§ DIRECTION:
Answer these questions using the mailbag post below.
1. On what date was the post published?
2. What does the answer say a freelancer cannot expect to happen every time a project gets its final touches?
3. Besides a final art deadline, what does each job really involve?

Start of SUPPLIED TEXT

Sunday Mailbag

March 1st, 2009 | Posted in Mailbag

Q: With all the jobs you have going on at the same time, how do you juggle them all?  When you have a deadline for MAD and a job doing a poster and other odd jobs coming up, what do you do?  Do you work on the MAD in the morning, and the poster in the afternoon?  And what is your limit in terms of taking on more work?  Will you only do a certain number of projects at a given time?

A: Time management is something that can be difficult to get a handle on as a freelancer. Ideally you don’t ever want to find yourself in a situation where you have nothing to work on, and since you cannot expect to have the phone ring with a new job every time you put the final touches on your latest project, you have to accept multiple jobs at once.

Personally I do not find it too difficult to juggle several jobs at once, mainly because a freelance job is never something that in continuous work from beginning to end. There are always different phases of each job, and in between each phase there is time to work on something else while waiting for the next phase to begin. Each job might have a final art deadline, but they really involve several small deadlines culminating in the final deadline.

End of SUPPLIED TEXT
Start of STORED RECORDS

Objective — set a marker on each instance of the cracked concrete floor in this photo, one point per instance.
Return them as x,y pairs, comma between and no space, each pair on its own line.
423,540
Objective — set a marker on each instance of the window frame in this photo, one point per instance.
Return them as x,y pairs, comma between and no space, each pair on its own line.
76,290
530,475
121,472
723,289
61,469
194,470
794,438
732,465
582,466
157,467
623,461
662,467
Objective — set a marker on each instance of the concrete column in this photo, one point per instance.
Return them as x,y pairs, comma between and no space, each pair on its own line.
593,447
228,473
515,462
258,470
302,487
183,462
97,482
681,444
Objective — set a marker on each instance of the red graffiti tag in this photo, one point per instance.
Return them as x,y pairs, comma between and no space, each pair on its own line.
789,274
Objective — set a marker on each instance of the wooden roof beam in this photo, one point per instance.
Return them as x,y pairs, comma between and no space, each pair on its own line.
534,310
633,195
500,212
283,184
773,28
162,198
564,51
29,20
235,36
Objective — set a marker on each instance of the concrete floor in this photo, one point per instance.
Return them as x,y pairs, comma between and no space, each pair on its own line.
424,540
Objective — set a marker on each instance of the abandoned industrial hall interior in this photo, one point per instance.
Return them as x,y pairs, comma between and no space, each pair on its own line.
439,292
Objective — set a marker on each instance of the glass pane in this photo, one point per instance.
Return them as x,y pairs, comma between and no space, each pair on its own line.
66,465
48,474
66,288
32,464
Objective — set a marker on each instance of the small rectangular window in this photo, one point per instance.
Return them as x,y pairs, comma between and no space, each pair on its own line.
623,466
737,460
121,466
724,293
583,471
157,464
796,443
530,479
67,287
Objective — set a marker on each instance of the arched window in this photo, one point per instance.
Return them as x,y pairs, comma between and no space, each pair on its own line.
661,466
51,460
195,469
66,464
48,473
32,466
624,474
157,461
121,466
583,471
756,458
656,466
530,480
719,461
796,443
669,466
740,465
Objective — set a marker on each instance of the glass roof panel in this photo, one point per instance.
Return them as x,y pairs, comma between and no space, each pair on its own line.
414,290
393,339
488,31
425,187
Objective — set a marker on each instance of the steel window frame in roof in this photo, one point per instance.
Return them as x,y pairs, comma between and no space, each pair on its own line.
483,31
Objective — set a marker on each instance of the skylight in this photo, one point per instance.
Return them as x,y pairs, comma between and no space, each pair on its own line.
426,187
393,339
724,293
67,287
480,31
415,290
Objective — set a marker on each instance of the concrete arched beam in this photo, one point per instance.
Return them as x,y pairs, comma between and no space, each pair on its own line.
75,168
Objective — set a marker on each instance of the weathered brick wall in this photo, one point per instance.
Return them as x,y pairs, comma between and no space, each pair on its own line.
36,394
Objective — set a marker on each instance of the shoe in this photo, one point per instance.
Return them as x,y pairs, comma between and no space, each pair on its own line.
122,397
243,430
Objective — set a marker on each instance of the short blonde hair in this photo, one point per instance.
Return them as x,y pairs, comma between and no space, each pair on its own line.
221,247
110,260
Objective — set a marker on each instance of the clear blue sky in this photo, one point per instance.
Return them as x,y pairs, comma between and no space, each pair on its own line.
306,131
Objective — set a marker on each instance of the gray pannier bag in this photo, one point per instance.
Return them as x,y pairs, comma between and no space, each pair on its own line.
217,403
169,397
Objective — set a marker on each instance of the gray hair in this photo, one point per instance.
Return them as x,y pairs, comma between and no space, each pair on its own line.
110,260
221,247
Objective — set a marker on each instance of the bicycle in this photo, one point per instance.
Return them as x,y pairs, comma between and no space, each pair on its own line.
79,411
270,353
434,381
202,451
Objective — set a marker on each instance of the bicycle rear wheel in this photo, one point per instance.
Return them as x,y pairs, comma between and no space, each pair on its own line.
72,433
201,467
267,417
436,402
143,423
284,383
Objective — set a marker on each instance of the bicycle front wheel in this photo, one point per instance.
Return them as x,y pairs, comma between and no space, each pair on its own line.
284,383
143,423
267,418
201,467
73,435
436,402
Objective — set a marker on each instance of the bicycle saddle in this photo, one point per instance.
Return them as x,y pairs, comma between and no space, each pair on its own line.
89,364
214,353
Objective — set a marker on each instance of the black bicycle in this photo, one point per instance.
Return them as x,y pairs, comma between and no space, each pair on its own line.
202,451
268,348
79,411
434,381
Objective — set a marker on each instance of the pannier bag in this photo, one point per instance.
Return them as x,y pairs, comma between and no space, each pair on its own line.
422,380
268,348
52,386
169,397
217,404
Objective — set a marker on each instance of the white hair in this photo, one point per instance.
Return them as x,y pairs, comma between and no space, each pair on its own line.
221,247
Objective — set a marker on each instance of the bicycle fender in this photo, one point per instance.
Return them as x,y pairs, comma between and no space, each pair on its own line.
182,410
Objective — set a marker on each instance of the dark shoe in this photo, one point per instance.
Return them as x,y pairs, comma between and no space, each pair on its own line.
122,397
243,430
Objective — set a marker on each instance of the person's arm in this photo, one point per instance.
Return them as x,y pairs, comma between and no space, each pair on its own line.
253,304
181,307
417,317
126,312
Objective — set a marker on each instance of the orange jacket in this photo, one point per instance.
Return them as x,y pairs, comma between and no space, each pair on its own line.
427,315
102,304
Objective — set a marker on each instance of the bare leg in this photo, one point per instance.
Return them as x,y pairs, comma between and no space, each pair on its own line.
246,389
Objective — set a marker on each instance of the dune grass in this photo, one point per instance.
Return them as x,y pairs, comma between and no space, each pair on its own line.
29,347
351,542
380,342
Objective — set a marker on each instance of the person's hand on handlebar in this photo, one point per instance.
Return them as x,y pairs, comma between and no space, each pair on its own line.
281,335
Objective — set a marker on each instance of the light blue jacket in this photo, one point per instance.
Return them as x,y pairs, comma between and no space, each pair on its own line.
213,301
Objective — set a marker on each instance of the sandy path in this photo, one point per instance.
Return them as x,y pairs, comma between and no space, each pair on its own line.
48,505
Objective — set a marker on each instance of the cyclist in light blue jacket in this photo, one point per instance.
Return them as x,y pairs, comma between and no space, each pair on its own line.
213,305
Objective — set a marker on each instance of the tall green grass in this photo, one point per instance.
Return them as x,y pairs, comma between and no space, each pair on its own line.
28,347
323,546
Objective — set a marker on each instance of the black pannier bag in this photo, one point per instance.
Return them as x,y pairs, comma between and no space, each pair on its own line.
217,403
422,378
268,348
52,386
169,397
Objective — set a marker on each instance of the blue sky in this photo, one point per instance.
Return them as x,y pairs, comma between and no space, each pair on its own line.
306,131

End of STORED RECORDS

§ COMPLETE RESPONSE:
1. March 1st, 2009.
2. The phone ringing with a new job.
3. Several small deadlines culminating in the final deadline.